====== Data extract ======

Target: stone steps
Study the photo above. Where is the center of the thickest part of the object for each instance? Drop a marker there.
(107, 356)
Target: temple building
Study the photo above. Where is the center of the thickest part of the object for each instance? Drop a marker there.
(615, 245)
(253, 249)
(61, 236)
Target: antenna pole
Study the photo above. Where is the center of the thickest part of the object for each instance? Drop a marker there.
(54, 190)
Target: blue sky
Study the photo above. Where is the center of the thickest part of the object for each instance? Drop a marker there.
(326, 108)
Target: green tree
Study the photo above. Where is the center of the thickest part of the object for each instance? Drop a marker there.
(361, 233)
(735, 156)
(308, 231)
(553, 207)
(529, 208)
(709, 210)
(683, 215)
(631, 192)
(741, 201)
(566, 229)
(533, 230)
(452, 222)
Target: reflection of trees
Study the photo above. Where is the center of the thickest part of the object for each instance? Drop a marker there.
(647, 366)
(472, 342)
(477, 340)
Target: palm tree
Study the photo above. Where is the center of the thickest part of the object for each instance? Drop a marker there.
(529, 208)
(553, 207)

======

§ **Instructions for the task**: Line by line, count how many lines of the entries contain the word "Target", and give only that number.

§ **Answer space**: 7